▶ **Exercise material**
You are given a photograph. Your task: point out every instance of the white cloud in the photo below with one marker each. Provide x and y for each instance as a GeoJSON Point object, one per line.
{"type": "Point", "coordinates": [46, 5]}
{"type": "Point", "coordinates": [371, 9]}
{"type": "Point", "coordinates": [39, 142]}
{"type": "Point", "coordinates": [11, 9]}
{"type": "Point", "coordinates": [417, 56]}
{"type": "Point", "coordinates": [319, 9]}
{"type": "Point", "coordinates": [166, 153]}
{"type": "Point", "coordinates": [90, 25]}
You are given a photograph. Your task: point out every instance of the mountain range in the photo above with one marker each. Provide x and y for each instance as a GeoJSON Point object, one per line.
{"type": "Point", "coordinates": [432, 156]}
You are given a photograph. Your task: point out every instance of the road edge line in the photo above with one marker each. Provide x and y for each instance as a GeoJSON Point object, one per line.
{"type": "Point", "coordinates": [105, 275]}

---

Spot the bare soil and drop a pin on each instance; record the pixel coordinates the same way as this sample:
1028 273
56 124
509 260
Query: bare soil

▶ **Task**
Your answer should consist of the lines from the material that contain "soil".

▶ **Response box**
Spot the bare soil and drop a pin on each instance; record the pixel coordinates the same way as this sample:
Query: bare soil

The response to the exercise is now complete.